Exercise requirements: Output every line below exactly.

BEGIN The records

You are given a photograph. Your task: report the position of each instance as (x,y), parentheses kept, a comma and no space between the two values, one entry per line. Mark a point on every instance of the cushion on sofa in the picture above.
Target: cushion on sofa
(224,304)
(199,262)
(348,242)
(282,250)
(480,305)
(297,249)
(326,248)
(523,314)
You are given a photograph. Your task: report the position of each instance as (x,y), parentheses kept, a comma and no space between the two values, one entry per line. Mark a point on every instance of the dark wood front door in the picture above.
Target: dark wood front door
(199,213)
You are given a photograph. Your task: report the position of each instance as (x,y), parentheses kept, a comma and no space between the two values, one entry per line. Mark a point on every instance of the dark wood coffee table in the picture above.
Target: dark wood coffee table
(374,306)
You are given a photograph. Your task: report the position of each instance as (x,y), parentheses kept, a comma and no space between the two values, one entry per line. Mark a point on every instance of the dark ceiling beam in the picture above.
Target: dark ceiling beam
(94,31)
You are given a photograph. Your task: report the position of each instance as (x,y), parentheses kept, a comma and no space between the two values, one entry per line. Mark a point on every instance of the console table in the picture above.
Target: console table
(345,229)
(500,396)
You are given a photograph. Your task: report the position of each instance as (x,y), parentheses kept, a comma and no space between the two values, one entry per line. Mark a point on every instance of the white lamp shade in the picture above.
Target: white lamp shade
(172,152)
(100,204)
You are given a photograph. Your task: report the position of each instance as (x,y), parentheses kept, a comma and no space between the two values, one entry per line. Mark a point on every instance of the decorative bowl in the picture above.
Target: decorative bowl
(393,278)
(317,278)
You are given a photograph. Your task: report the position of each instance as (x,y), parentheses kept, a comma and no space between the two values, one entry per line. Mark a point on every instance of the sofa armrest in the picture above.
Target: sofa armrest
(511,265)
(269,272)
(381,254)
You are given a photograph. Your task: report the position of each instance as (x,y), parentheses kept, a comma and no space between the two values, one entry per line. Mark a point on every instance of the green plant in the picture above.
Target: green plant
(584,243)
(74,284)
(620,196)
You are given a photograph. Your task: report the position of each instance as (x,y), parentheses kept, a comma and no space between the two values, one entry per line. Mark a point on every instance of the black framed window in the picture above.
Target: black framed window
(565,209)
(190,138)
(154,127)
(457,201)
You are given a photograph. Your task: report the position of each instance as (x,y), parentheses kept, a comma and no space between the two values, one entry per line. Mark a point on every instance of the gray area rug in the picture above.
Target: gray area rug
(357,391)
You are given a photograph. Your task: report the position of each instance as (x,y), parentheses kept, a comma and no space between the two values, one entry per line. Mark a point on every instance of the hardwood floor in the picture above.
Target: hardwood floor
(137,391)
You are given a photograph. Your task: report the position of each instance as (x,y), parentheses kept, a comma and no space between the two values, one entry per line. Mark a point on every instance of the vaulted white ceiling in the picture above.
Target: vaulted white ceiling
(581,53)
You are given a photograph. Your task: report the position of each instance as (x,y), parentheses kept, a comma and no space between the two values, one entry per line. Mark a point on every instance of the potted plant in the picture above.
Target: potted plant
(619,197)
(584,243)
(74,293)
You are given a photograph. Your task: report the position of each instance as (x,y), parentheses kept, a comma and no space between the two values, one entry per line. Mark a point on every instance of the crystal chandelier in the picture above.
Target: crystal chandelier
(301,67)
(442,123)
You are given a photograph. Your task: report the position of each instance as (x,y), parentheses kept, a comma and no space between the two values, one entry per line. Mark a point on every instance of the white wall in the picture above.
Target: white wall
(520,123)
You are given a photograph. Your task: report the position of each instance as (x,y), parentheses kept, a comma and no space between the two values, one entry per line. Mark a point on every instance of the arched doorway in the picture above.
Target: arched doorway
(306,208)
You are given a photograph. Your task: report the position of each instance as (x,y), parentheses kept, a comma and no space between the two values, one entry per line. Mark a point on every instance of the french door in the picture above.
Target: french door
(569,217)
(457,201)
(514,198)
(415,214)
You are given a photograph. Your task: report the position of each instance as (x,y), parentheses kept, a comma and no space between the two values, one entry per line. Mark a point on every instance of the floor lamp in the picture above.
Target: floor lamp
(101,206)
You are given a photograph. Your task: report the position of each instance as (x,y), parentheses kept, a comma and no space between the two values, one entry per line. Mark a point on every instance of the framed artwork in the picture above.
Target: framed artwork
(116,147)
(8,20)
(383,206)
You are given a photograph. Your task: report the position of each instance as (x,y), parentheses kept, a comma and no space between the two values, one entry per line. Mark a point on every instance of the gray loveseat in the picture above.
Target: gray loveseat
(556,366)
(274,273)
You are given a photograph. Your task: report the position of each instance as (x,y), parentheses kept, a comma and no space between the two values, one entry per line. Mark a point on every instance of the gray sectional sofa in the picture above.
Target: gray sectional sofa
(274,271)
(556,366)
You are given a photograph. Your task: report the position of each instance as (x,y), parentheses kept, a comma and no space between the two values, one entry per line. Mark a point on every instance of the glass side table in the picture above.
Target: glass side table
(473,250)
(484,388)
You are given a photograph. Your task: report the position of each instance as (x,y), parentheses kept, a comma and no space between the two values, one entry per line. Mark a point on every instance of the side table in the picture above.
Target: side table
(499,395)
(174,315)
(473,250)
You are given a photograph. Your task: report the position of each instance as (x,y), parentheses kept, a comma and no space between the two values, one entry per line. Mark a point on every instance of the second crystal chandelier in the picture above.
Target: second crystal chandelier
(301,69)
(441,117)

END The records

Task result:
You are given a photograph. Your task: report the position of each instance as (x,y), parentheses kept, a comma and no space between the two values, one entry per line. Mark a point on every instance of the cushion on sofa in the picture above.
Target: cushion on sofa
(224,304)
(199,262)
(348,242)
(282,250)
(480,305)
(297,249)
(326,248)
(523,314)
You are given a photograph. Your task: report the position of each instance as (x,y), parentheses kept, a comma and no space between the two values, one entry per line. Mark a point on every instance of the dark wood front door in the picture above.
Target: dark wood front door
(199,213)
You are given a photograph. Your task: report the position of each instance as (x,y), parentheses kept, a comma and no space between the two values, one entry per line. Mark a point on every instance of the dark wood coffee table in the picture above.
Target: dark wood coffee table
(374,306)
You are given a photograph. Your task: report the position of each instance as (x,y), parentheses kept, a comma and no space between the two values, one entry per line. Mark a point on every instance of the dark ceiling beam in the picture above.
Target: dark ceiling beam
(94,31)
You are given a photograph. Your task: report the position of each instance as (x,y), parentheses kept, a comma and no space between the two values, one entry per line. Mark a point on every instance of the console table in the picture above.
Target: console table
(345,229)
(500,396)
You are given a photograph. Your task: report the position of each instance as (x,y), parentheses kept, a comma and no space between the two values, one entry per line. Mark a point on every instance of the white lamp shade in the picture above.
Target: white lamp shade
(172,152)
(100,204)
You are given a photograph. Your task: report the position of each instance as (x,y), parentheses kept, a comma and no space between the two values, one entry per line. Mark a point on every instance of the decorative bowl in the picture above.
Target: decorative bowl
(393,278)
(317,278)
You are given a photograph. Your task: report the position of each instance as (x,y), parentheses kept, a comma and no space between the two values, one entry per line. Mark a point on every instance of the sofa armrest in the picture above.
Target: sofa armrest
(511,265)
(269,272)
(381,254)
You are given a photograph. Your task: report the position of each instance as (x,y), parentheses kept, a comma and no space between the two values, one entry per line. Mark a point on every instance of the green plant in the picture above.
Target: green plant
(584,243)
(74,284)
(620,196)
You are given a photograph. Your task: report the position of each instance as (x,y), parentheses kept, a comma and no space between the two values, one entry per line. Mark a point on every instance of the black framed window in the picture above.
Target: black framed window
(565,209)
(190,138)
(154,127)
(457,201)
You are given a photograph. Your task: report the position of each instance as (x,y), parentheses kept, a comma and no space between the two values, one entry per line. Mark a point on every instance of the gray area rug in the picture above.
Target: gray area rug
(357,391)
You are given a photograph. Your task: report the position of each instance as (x,y), parentheses kept, a comma and no space between the two values, one entry per line. Mark a point on every instance of the hardwood floor in the picture above.
Target: hardwood floor
(137,391)
You are given a photograph. Your task: report the position of each instance as (x,y), parentheses kept, a comma and no space between the two values, one entry per line. Mark a point on every instance of the vaulted white ceiling in the picture above.
Target: vaulted white ceiling
(581,53)
You are given a photograph. Your task: report the position of each instance as (x,y), parentheses kept, a comma and no space between the two values, one entry per line. Mark a point on every instance of the potted plant in the picture above.
Target: potted plant
(619,197)
(584,243)
(74,293)
You are given a photograph. Your task: report the position of each instance as (x,y), parentheses kept, a comma and no space between the two values, one entry per line. Mark a point on every instance of the crystal chandelier in the picture above.
Target: crystal chandelier
(301,67)
(442,123)
You are given a photograph. Your task: report the position of each instance as (x,y), parentheses kept, a comma and no space between the two values, one entry per line. Mark a point on every instance of the white wall in the picture above.
Target: white wall
(520,123)
You are given a photograph. Your task: report the position of each instance as (x,y), parentheses kept, a comma and no space between the two values, one entry per line. Mark a point on every instance of the arched doorway in the picture above.
Target: arched doorway
(306,208)
You are given a photograph. Your task: report the position of each instance as (x,y), parentheses kept, a comma and no space between the two values, one entry per line. Mark a point on every instance of the french door in the picture above.
Target: french door
(569,217)
(457,201)
(514,198)
(415,214)
You are given a photograph. Your task: report the position of each instance as (x,y), parentheses kept, a comma and no space between the two values, one entry per line. Mark a point on every instance of the floor lamp in the picture above.
Target: floor lamp
(101,206)
You are given a photograph. Your task: report the position of each instance as (x,y), parentheses kept, a comma and no space between the two values, one entry per line. Mark a point on every instance of the framed artwork in the picture above.
Target: framed artwork
(116,147)
(8,20)
(383,206)
You are given a photograph. Your task: report the position of each instance as (x,y), parentheses kept, a comma and no space between the two values, one entry per line. Mark a point on every instance of the gray loveseat in the picture above.
Target: gray loveseat
(556,366)
(274,273)
You are given a photograph. Your task: report the position of each instance as (x,y), parentheses kept, a comma and no space between the two values, one entry per line. Mark a point on every instance of the gray sectional sofa in the picture above.
Target: gray sectional sofa
(274,271)
(556,366)
You are given a photograph. Your task: report the position of each instance as (x,y), parentheses kept, a comma and no space between the two values, one entry per line. Mark a point on every instance of the glass side table in the picture above.
Target: glass side table
(473,250)
(484,388)
You are given a photograph. Your task: report the position of each instance as (x,y), parentheses kept, a comma and no space between the two values, one entry per line. Mark a point on every instance of the side table in the picture above.
Target: side table
(499,395)
(174,315)
(473,250)
You are given a photograph. Your task: report the position of each instance as (x,y), parentheses kept, a comma and no space between the two values, one entry per line. Mark a point on every instance of the second crystal chandelier in the picture above.
Target: second crystal chandelier
(301,69)
(441,117)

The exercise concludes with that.